(EXERCISE TASK):
Return the material word for word. Do not include pictures.

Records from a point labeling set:
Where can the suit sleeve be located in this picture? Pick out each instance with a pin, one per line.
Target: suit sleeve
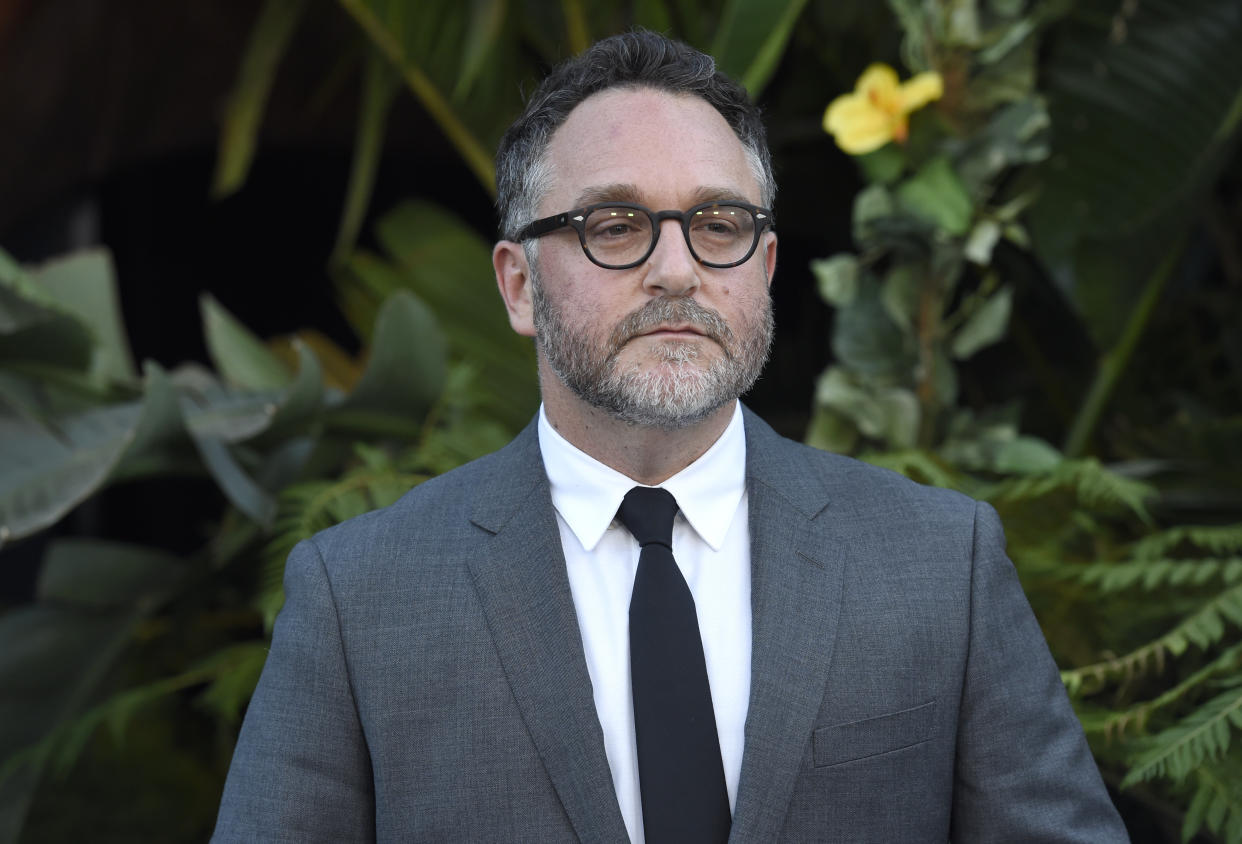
(301, 771)
(1024, 771)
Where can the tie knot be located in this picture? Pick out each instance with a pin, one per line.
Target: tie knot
(647, 513)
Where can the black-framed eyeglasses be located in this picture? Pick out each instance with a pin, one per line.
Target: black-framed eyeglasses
(622, 235)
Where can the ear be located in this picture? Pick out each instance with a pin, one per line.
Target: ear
(769, 248)
(513, 278)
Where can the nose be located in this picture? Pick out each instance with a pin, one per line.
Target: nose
(671, 268)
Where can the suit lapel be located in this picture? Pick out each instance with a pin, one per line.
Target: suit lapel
(522, 583)
(796, 581)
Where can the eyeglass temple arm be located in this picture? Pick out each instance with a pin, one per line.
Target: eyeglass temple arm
(540, 227)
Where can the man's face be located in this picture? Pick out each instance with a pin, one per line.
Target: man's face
(666, 343)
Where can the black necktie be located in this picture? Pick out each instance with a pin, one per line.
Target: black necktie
(679, 772)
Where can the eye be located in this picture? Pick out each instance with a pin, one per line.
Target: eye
(720, 221)
(616, 224)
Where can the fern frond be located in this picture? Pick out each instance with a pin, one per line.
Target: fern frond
(1204, 628)
(1153, 572)
(1114, 725)
(1216, 802)
(1214, 539)
(62, 746)
(306, 509)
(915, 464)
(1201, 736)
(1093, 484)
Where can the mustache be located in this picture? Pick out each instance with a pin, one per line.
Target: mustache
(677, 310)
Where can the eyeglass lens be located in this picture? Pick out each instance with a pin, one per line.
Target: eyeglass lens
(718, 233)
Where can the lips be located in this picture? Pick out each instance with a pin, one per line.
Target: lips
(671, 318)
(676, 329)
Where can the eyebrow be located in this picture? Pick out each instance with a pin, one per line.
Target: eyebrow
(629, 193)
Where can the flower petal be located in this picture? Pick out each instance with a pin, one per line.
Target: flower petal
(878, 77)
(857, 125)
(920, 91)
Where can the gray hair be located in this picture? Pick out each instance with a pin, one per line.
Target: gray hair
(632, 60)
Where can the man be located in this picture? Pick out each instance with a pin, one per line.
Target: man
(811, 649)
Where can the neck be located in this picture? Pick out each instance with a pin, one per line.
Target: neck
(646, 454)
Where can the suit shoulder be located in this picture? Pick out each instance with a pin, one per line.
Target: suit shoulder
(863, 487)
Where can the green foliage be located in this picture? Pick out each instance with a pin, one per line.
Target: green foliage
(290, 457)
(1145, 617)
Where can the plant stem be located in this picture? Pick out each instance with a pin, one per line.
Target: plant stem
(1114, 363)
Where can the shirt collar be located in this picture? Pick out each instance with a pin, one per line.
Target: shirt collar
(586, 493)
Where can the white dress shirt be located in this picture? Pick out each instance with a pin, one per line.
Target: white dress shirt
(712, 546)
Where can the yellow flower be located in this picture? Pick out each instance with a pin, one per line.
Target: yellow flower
(878, 109)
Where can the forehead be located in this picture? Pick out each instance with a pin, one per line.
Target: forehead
(667, 148)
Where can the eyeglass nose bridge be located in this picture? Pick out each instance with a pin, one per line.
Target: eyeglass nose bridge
(683, 220)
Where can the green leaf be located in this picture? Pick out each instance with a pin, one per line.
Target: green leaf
(901, 293)
(268, 40)
(380, 85)
(36, 333)
(884, 165)
(935, 194)
(837, 278)
(868, 341)
(407, 361)
(85, 284)
(448, 267)
(981, 242)
(303, 399)
(750, 39)
(1026, 456)
(51, 469)
(985, 325)
(887, 415)
(98, 574)
(240, 356)
(51, 659)
(872, 204)
(486, 22)
(241, 490)
(1143, 112)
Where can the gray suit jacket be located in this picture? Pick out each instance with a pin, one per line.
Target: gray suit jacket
(427, 683)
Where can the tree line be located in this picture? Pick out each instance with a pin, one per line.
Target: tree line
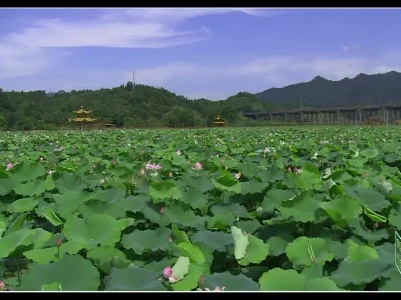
(124, 106)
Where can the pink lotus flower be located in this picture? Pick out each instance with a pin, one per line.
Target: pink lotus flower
(167, 272)
(197, 166)
(2, 285)
(150, 166)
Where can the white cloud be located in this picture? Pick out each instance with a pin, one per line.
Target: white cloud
(216, 82)
(33, 48)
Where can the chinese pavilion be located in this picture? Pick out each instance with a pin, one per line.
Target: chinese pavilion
(218, 121)
(82, 117)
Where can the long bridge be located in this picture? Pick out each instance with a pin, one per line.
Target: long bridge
(336, 115)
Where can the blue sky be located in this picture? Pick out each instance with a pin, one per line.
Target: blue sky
(210, 53)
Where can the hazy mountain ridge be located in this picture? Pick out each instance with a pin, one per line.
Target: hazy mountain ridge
(376, 89)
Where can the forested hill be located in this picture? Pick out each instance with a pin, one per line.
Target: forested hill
(362, 90)
(146, 106)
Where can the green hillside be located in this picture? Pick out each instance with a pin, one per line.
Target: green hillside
(146, 106)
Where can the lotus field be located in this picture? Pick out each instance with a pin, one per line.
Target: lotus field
(232, 209)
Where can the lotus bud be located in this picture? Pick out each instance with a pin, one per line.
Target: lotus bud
(167, 272)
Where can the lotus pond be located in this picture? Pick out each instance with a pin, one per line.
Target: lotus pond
(260, 209)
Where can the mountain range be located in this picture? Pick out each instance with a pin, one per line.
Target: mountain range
(377, 89)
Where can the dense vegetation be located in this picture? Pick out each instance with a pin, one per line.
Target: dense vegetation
(144, 107)
(362, 90)
(219, 208)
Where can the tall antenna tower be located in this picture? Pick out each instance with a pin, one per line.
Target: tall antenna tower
(133, 81)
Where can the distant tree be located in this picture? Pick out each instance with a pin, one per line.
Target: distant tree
(3, 122)
(129, 86)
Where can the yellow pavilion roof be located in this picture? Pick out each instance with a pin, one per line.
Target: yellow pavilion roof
(82, 120)
(82, 111)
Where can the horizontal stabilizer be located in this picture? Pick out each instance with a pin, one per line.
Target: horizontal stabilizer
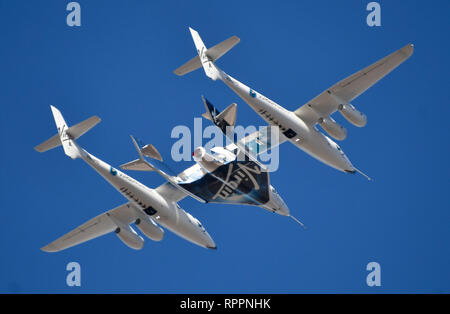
(206, 57)
(224, 119)
(79, 129)
(52, 142)
(150, 151)
(137, 165)
(214, 53)
(94, 228)
(66, 135)
(189, 66)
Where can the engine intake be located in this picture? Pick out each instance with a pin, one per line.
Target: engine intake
(349, 112)
(337, 131)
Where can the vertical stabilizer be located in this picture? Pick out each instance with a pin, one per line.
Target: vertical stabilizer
(70, 147)
(207, 63)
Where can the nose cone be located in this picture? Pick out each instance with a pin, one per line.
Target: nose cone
(210, 244)
(284, 210)
(276, 203)
(198, 153)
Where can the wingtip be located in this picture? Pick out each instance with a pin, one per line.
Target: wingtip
(49, 248)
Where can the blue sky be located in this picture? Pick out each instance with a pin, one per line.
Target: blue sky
(119, 65)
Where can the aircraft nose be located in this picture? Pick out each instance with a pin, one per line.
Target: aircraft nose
(284, 210)
(210, 244)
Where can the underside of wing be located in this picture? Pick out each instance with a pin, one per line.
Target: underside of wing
(348, 89)
(94, 228)
(259, 142)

(COMPLETED EXERCISE):
Where can the suit sleeve be located in this picture? Pick out each instance with a pin, one per line.
Target: suit sleeve
(301, 771)
(1024, 771)
Where can the tie knot be located in this picture? Pick out each instance with a pin, one per line.
Target: tie knot
(647, 513)
Where can the black-framed eyeglasses be located in this picture? Pick out each instance with a pin, one per line.
Target: black-framed eyeglasses
(622, 235)
Where can the ear be located in this picture? Pick out each instance with a pin, one per line.
Target: ear
(769, 248)
(513, 278)
Where can the nose be located in this picture? Pick out each instance with a pin, one per line.
Target: nose
(671, 268)
Where can the suit lapel be located in this picture? Pick out each instance with a pin, one per line.
Target: suit lapel
(522, 583)
(796, 581)
Where can the eyeglass temple arm be located in this picture? Pick out each instance with a pin, one per line.
Target: eyeglass temple arm
(540, 227)
Where can the man's face be located in this picture? Pick out each instance with a pin, one per line.
Target: man's face
(666, 343)
Where can the black necktie be located in this picture? Pick out each instance with a pin, one per line.
Target: black necktie
(679, 772)
Where can the eye be located in this picture? Pick out each instance with a pin, one per line.
Target: eye
(720, 221)
(616, 224)
Where can the fern frond be located in this picture? Pick out each instance with a pin, one per line.
Target: fern frond
(1204, 628)
(1153, 572)
(1114, 725)
(1216, 802)
(1214, 539)
(62, 746)
(306, 509)
(915, 464)
(1201, 736)
(1093, 484)
Where can the mustache be located in this picture? Pick out each instance with a pin, one per line.
Target: mustache
(677, 310)
Where can the eyeglass lens be located in this picture? Pick out each instance with a pin, one per line.
Target: eyeglass lens
(718, 233)
Where can the lips be located in this picture? Pick out each instance with a pin, one per line.
Target: lips
(671, 318)
(676, 329)
Where can the eyebrow be located in this picture? Pick out each instance with a pin, one per line.
Target: eyebrow
(629, 193)
Where can the flower petal be located in this picture? Pick out each instance with a pin, one per line.
Target: flower petal
(878, 77)
(857, 125)
(920, 91)
Where can the gray hair be located in this picture? Pick out each instance with a pin, one per line.
Target: gray hair
(632, 60)
Where can the man be located in this picture? Pick out each instance with a pin, one per line.
Target: man
(811, 649)
Where can the neck be located in this picture? Pick out each instance with a pin, one per line.
Target: neck
(646, 454)
Where can the suit shoulder be located in this picture? Pick out each instance with a pin, one per line.
Target: suit shoulder
(863, 487)
Where can the green foliage be located in this picture? Pick out each instance with a pin, one per line.
Target: green foliage
(290, 457)
(1145, 617)
Where can the plant stem be located in this picture? Pick out each instance with a pin, one per line.
Target: plant stem
(1114, 363)
Where can the shirt collar be located in this picture? Pick out each instance with a pin, one per line.
Target: shirt collar
(586, 493)
Where can the white dress shirt be located in this picture? Pick out each instance with a pin, one per line.
Target: white dress shirt
(712, 546)
Where can the yellow flower be located in this picture? Pick out each instance with a pin, one per line.
Target: yellow flower
(878, 109)
Where can the forehead be located in this picture? Pick out each instance with a pin, one per line.
Target: forehead
(667, 148)
Where can the eyeglass nose bridge be located in this picture? Pick out each instance with a pin, one per line.
Target: eyeglass nose bridge
(683, 220)
Where can the green leaf be located in this picture? Pick out each instance with a pin, one per line.
Target: green leaf
(901, 293)
(268, 40)
(380, 85)
(36, 333)
(884, 165)
(935, 194)
(837, 278)
(868, 341)
(407, 361)
(85, 284)
(448, 267)
(981, 242)
(303, 399)
(750, 39)
(1026, 456)
(51, 469)
(985, 325)
(887, 415)
(98, 574)
(240, 356)
(51, 659)
(872, 204)
(486, 22)
(241, 490)
(1143, 112)
Where can the gray suit jacket be located in this picture? Pick out each instance with a pin, one per line.
Target: gray suit jacket
(427, 683)
Where can the tree line be located in this picture? Pick out each instance with a pin, one per line.
Target: tree line
(124, 106)
Where can the pink lotus flower be located in this picture? Pick out each instance with a pin, one per line.
Target: pink lotus flower
(167, 272)
(197, 166)
(2, 285)
(150, 166)
Where can the white cloud be located in this picture? Pick out each instance with a pin, one per line.
Target: white cloud
(216, 82)
(33, 48)
Where can the chinese pavilion be located in this picture? Pick out each instance with a pin, one per line.
Target: chinese pavilion
(218, 121)
(82, 117)
Where can the long bridge be located in this picture? Pick out each instance with a pin, one per line.
Target: long bridge
(336, 115)
Where can the blue sky be located in this picture? Pick out each instance with a pin, one per line.
Target: blue sky
(210, 53)
Where can the hazy mountain ridge be located in this picture? Pick out each instance with a pin, one per line.
Target: hazy mountain ridge
(376, 89)
Where can the forested hill be located in this picture? Pick out each instance with a pin, one per line.
Target: forested hill
(362, 90)
(146, 106)
Where can the green hillside be located in this picture? Pick out each instance with a pin, one per line.
Target: green hillside
(146, 106)
Where can the lotus field be located in this picture? Pick out each instance with a pin, one per line.
Target: lotus field
(232, 209)
Where can the lotus bud be located in this picture? Pick out each instance with a pin, one per line.
Target: lotus bud
(167, 272)
Where can the lotus pond be located in this picture? Pick out each instance with a pin, one per line.
Target: lotus pond
(260, 209)
Where can the mountain range be located in this picture? Pick out each instance with a pin, one per line.
Target: mountain range
(377, 89)
Where can the dense vegetation be located in this picture? Pick out each instance with a pin, one per line.
Target: dense vegetation
(144, 107)
(362, 90)
(219, 208)
Where can the tall antenna tower be located in this picture? Pick out each instance with a pin, one per line.
Target: tall antenna tower
(133, 81)
Where can the distant tree be located in this picture? Pick out each instance with a pin, one per line.
Target: distant tree
(3, 122)
(129, 86)
Where can the yellow pavilion roof be located in this picture? Pick out each instance with a pin, one per line.
Target: yellow pavilion roof
(82, 120)
(82, 111)
Where can the horizontal stabilizer be located in this picture? Pick out each instance with a pin, one per line.
Target: horizontal stabilizer
(206, 57)
(224, 119)
(79, 129)
(52, 142)
(150, 151)
(137, 165)
(214, 53)
(94, 228)
(66, 135)
(189, 66)
Where can the engine intake be located in this picture? Pick out each instance with a pin, one per line.
Target: engine intake
(349, 112)
(337, 131)
Where can the vertical stabilizer be located in this picture? Pick out each instance with a pin, one per line.
Target: vertical stabilizer
(70, 147)
(207, 63)
Where can the nose cone be located in this picture? Pick out each instance with a pin, one per line.
Target: nose cone
(210, 244)
(284, 210)
(276, 203)
(198, 153)
Where can the wingtip be located in this picture? Pick out each instance with a pin, one per line.
Target: wingtip
(49, 248)
Where can the blue sky be located in this picture? Pick out each instance with a pin, one per line.
Target: blue sky
(119, 65)
Where can the aircraft nose be located in this picture? Pick out each instance with a pin, one per line.
Target: aircraft nose
(284, 210)
(210, 244)
Where can the underside of wing be located in this picture? Pick out each instance with a pin, one per line.
Target: underside of wing
(348, 89)
(94, 228)
(259, 142)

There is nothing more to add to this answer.